┌──

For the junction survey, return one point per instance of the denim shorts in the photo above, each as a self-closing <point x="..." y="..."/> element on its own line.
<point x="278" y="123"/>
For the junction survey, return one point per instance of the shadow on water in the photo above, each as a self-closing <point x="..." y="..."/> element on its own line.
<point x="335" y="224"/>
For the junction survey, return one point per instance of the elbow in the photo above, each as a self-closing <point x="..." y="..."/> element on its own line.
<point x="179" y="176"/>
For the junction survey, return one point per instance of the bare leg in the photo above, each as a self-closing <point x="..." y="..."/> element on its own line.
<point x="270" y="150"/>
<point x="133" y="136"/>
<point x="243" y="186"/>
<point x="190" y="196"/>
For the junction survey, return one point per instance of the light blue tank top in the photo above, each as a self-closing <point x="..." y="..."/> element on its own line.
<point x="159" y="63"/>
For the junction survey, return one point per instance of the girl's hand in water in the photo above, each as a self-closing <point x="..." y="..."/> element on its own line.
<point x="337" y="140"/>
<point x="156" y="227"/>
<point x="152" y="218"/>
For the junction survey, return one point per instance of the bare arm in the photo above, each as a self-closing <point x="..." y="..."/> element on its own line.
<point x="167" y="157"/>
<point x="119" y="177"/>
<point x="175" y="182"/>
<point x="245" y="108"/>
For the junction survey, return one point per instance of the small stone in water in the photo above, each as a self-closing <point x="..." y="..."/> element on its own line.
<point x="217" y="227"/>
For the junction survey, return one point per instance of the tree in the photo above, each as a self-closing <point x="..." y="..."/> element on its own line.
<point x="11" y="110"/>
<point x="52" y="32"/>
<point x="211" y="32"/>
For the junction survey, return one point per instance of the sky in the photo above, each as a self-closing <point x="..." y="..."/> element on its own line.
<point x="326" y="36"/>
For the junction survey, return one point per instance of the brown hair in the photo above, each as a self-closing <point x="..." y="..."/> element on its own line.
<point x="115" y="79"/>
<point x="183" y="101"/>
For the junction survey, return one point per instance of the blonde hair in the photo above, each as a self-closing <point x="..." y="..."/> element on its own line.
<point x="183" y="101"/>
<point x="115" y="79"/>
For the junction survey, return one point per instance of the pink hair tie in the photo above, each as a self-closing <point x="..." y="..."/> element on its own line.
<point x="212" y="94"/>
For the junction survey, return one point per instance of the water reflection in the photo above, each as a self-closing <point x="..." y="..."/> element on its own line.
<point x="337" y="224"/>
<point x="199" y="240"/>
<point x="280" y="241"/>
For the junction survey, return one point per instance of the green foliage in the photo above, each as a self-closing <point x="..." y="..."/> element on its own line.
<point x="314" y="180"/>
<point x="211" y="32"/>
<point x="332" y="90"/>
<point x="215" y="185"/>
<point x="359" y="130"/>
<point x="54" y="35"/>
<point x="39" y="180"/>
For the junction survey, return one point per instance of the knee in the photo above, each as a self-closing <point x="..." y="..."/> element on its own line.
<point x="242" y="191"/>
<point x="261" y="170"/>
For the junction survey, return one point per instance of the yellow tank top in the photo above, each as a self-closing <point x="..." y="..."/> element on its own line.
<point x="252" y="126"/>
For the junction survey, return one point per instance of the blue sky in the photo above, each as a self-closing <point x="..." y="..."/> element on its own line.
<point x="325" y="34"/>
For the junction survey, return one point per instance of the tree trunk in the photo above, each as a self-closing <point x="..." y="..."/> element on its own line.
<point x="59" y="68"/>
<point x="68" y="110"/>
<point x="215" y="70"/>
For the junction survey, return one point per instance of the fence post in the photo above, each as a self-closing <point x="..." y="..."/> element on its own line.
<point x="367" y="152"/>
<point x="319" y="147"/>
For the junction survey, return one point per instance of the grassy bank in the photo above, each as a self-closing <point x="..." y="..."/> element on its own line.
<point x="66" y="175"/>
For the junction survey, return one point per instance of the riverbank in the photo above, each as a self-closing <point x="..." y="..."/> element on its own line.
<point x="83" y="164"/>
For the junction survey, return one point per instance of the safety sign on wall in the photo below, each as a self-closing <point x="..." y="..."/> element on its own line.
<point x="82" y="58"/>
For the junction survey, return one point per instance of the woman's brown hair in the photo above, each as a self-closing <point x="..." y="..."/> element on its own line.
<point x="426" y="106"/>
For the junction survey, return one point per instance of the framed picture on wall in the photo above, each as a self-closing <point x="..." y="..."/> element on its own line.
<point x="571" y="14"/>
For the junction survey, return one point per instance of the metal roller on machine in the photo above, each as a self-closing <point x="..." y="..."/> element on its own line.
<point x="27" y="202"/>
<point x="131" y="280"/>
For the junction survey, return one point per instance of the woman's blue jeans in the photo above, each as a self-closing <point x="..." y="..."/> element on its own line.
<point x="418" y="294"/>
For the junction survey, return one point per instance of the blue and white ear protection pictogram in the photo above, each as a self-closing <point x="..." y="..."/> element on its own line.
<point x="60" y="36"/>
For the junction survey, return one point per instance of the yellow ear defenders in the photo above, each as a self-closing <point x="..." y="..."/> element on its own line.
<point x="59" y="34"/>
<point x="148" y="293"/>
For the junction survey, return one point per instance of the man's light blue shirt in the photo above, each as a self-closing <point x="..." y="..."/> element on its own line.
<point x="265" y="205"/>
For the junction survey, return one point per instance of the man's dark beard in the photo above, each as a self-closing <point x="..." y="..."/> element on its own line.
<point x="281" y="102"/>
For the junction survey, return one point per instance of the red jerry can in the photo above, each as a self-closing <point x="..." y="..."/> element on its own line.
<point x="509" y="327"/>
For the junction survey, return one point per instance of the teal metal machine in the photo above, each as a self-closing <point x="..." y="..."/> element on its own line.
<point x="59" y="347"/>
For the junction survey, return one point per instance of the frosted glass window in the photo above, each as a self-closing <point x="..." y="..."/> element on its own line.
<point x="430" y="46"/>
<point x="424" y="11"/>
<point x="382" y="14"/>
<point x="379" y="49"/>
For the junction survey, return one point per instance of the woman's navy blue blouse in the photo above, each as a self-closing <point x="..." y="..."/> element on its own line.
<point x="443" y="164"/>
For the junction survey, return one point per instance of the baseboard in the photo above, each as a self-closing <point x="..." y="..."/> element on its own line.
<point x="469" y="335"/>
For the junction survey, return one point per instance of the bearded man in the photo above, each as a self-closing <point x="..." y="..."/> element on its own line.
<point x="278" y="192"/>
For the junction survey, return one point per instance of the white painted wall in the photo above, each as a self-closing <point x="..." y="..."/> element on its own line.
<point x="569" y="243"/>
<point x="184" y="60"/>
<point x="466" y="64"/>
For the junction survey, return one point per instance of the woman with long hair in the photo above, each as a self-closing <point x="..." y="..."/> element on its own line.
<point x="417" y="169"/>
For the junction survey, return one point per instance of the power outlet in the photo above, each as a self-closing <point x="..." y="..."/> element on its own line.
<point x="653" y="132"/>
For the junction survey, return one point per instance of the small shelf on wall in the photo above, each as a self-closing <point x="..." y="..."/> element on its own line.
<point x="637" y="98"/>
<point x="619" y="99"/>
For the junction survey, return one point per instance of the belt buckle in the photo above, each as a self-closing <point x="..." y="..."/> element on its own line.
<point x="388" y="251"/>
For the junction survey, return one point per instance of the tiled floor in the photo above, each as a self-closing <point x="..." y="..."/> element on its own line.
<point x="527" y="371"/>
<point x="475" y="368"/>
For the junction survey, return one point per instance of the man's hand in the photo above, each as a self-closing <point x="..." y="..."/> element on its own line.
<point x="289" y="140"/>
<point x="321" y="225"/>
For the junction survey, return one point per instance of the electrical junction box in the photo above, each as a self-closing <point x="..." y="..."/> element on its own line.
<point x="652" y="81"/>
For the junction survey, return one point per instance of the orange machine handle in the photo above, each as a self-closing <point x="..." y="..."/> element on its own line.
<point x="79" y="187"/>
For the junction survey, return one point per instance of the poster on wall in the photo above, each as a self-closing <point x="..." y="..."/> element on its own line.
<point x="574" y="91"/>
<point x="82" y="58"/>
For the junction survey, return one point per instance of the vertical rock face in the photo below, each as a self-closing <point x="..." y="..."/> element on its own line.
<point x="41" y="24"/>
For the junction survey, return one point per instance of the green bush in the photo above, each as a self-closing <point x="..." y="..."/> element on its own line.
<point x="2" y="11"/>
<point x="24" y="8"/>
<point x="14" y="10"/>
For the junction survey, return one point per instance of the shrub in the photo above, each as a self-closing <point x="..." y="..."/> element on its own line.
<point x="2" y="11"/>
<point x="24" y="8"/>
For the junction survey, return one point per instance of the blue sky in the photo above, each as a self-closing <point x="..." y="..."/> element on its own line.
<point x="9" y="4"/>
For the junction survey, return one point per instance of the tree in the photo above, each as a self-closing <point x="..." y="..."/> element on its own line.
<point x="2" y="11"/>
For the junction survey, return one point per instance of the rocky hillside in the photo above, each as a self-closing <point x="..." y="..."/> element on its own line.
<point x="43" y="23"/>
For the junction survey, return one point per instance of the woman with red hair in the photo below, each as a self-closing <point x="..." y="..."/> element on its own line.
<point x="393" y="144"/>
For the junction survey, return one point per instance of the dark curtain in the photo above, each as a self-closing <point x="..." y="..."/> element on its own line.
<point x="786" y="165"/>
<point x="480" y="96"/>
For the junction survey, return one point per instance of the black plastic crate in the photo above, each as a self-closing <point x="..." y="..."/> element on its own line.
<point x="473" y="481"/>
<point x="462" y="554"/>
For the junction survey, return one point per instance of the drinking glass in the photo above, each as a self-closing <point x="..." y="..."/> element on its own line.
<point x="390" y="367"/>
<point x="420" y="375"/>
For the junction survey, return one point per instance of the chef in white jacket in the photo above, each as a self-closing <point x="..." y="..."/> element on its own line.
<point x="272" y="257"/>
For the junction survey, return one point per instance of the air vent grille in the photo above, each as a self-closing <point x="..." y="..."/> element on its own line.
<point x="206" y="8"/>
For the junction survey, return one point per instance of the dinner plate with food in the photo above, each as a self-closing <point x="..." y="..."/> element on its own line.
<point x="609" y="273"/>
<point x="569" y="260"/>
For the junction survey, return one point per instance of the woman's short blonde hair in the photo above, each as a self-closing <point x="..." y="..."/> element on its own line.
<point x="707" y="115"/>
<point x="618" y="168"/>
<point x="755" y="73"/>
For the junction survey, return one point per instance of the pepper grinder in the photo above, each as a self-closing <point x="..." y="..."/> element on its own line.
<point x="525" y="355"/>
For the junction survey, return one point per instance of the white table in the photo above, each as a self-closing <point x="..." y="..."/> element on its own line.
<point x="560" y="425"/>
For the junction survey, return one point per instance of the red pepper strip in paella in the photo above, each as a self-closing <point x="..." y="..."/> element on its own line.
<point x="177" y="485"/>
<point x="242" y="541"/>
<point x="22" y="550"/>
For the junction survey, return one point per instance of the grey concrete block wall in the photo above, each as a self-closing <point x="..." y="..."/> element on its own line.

└──

• WORK TO COMPLETE
Return the lines above, from the one containing "of the pepper" to the end, exactly as they stand.

• EXERCISE RESULT
For the junction survey, return one point per instance of the pepper grinder in the photo above, each as a self-closing <point x="..." y="..."/> element on its own line.
<point x="525" y="355"/>
For the junction survey, return one point per instance of the white table in the photo above, each as a self-closing <point x="..." y="..."/> element on its own line.
<point x="560" y="425"/>
For the junction survey, return one point per instance of the red pepper strip in paella in the photo above, each as a self-closing <point x="..." y="..."/> element on its own line.
<point x="177" y="485"/>
<point x="242" y="541"/>
<point x="22" y="550"/>
For the junction survey, return one point per instance of the grey concrete block wall in the photo above, each as a self-closing <point x="..." y="..."/> element on its own line.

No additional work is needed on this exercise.